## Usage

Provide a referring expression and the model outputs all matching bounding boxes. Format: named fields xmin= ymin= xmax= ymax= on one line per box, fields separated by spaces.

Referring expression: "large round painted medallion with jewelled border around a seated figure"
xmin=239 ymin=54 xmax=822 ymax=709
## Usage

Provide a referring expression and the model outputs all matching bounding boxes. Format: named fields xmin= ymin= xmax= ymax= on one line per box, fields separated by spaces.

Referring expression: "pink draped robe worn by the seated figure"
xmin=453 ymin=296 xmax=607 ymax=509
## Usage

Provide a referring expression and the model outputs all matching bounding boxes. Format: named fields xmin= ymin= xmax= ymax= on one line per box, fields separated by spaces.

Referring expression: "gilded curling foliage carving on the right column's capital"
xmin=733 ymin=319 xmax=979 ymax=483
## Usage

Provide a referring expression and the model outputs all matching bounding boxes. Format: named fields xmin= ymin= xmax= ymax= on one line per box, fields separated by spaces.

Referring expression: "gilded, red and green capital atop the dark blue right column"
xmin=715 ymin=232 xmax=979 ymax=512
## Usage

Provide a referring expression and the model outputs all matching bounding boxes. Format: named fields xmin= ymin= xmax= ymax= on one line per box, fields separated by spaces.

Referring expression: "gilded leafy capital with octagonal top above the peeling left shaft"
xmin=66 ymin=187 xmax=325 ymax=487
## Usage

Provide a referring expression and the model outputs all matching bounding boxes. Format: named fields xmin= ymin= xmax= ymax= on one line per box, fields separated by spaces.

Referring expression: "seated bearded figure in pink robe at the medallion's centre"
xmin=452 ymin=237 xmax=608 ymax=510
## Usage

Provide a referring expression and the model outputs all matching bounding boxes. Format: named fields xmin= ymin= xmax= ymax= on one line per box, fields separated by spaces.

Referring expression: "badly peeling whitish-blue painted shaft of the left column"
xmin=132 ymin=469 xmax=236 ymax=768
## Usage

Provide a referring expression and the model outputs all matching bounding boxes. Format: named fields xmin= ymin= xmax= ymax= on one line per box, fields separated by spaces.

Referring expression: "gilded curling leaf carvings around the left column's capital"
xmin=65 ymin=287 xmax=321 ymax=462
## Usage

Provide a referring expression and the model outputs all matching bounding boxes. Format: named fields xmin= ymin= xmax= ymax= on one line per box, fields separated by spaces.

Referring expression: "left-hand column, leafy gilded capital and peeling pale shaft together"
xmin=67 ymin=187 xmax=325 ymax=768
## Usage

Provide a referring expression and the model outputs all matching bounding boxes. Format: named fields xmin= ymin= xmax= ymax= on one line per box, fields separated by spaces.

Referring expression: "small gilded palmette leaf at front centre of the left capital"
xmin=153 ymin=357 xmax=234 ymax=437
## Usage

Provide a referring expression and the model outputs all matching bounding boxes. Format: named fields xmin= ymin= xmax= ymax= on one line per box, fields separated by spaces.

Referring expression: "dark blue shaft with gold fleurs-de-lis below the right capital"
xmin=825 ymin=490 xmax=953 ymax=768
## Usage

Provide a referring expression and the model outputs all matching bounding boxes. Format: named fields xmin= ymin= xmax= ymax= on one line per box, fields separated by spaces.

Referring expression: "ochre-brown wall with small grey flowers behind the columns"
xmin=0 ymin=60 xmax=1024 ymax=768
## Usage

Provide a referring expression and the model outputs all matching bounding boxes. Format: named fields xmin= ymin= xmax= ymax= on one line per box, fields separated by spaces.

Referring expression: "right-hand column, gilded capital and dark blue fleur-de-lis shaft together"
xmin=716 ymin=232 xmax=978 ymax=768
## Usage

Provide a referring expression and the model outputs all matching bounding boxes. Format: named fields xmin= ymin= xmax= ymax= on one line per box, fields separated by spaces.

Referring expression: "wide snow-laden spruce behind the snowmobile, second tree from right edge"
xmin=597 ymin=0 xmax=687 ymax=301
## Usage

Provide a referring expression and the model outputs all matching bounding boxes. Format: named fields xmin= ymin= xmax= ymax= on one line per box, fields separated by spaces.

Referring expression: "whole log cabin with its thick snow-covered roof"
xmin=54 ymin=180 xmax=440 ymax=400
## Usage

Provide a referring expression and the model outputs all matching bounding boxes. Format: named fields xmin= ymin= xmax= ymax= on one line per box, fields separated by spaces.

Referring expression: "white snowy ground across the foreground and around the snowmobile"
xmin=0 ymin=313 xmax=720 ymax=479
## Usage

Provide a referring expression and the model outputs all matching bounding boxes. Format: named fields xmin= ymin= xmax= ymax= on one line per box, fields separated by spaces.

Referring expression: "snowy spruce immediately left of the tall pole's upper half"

•••••

Aim of the task — Please copy the data in full, character for character.

Exercise output —
## Usage

Provide a referring expression and the model outputs all matching bounding boxes. Format: named fields xmin= ymin= xmax= ymax= on one line per box, fields separated by spaces.

Referring expression: "large round painted medallion with jewelled border around a seated figure"
xmin=239 ymin=54 xmax=822 ymax=709
## Usage

Provide a referring expression and the model outputs all matching bounding boxes. Format: named fields xmin= ymin= xmax= ymax= on one line per box, fields separated by spaces.

Referring expression: "pink draped robe worn by the seated figure"
xmin=453 ymin=296 xmax=607 ymax=509
## Usage

Provide a referring expression and the model outputs all matching bounding boxes. Format: named fields xmin= ymin= xmax= ymax= on one line per box, fields separated by spaces.

Referring expression: "gilded curling foliage carving on the right column's capital"
xmin=733 ymin=319 xmax=979 ymax=483
## Usage

Provide a referring expression and the model outputs all matching bounding boxes. Format: named fields xmin= ymin= xmax= ymax= on one line per box, fields separated by spaces.

Referring expression: "gilded, red and green capital atop the dark blue right column"
xmin=715 ymin=232 xmax=979 ymax=512
## Usage

Provide a referring expression and the model outputs all matching bounding boxes. Format: named fields xmin= ymin= xmax= ymax= on one line per box, fields separated by spaces.

Referring expression: "gilded leafy capital with octagonal top above the peeling left shaft"
xmin=66 ymin=187 xmax=325 ymax=487
## Usage

Provide a referring expression and the model outputs all matching bounding boxes. Format: named fields xmin= ymin= xmax= ymax= on one line per box, fields separated by spaces.

Referring expression: "seated bearded figure in pink robe at the medallion's centre"
xmin=452 ymin=237 xmax=608 ymax=510
## Usage

Provide a referring expression and the model outputs all matching bounding boxes. Format: named fields xmin= ymin= xmax= ymax= on one line per box, fields separated by spaces.

Referring expression: "badly peeling whitish-blue painted shaft of the left column"
xmin=132 ymin=469 xmax=236 ymax=768
## Usage

Provide a referring expression and the model outputs all matching bounding boxes. Format: named fields xmin= ymin= xmax= ymax= on one line per box, fields separated by spaces.

Referring expression: "gilded curling leaf carvings around the left column's capital"
xmin=65 ymin=287 xmax=321 ymax=462
## Usage

Provide a referring expression and the model outputs all matching bounding boxes. Format: named fields xmin= ymin= xmax= ymax= on one line per box, fields separated by spaces.

Referring expression: "left-hand column, leafy gilded capital and peeling pale shaft together"
xmin=67 ymin=187 xmax=325 ymax=768
## Usage

Provide a referring expression and the model outputs all matching bounding boxes. Format: named fields xmin= ymin= xmax= ymax= on one line per box, fields separated by spaces.

Referring expression: "small gilded palmette leaf at front centre of the left capital"
xmin=153 ymin=357 xmax=234 ymax=437
## Usage

Provide a referring expression and the model outputs all matching bounding boxes. Format: named fields xmin= ymin= xmax= ymax= on one line per box, fields separated by spaces.

Referring expression: "dark blue shaft with gold fleurs-de-lis below the right capital"
xmin=825 ymin=490 xmax=953 ymax=768
## Usage

Provide a referring expression and the model outputs all matching bounding boxes. Format: named fields xmin= ymin= xmax= ymax= on one line per box, fields separated by spaces.

Referring expression: "ochre-brown wall with small grey flowers behind the columns"
xmin=0 ymin=60 xmax=1024 ymax=768
## Usage

Provide a referring expression and the model outputs all matching bounding boxes. Format: named fields xmin= ymin= xmax= ymax= on one line per box, fields separated by spaces.

Referring expression: "right-hand column, gilded capital and dark blue fleur-de-lis shaft together"
xmin=716 ymin=232 xmax=978 ymax=768
## Usage

Provide a referring expression and the model outputs all matching bounding boxes. Format: named fields xmin= ymin= xmax= ymax= on one line per box, fields separated by spaces.

Referring expression: "wide snow-laden spruce behind the snowmobile, second tree from right edge"
xmin=597 ymin=0 xmax=687 ymax=301
## Usage

Provide a referring expression and the model outputs all matching bounding boxes. Format: named fields xmin= ymin= xmax= ymax= on one line per box, fields separated by spaces.

Referring expression: "whole log cabin with its thick snow-covered roof"
xmin=54 ymin=180 xmax=440 ymax=400
## Usage

Provide a referring expression and the model outputs all matching bounding boxes. Format: named fields xmin= ymin= xmax= ymax= on one line per box, fields separated by spaces.

Referring expression: "white snowy ground across the foreground and around the snowmobile"
xmin=0 ymin=313 xmax=720 ymax=479
## Usage

Provide a referring expression and the model outputs all matching bounding boxes. Format: named fields xmin= ymin= xmax= ymax= on one line per box, fields separated by spaces.

Referring expression: "snowy spruce immediately left of the tall pole's upper half"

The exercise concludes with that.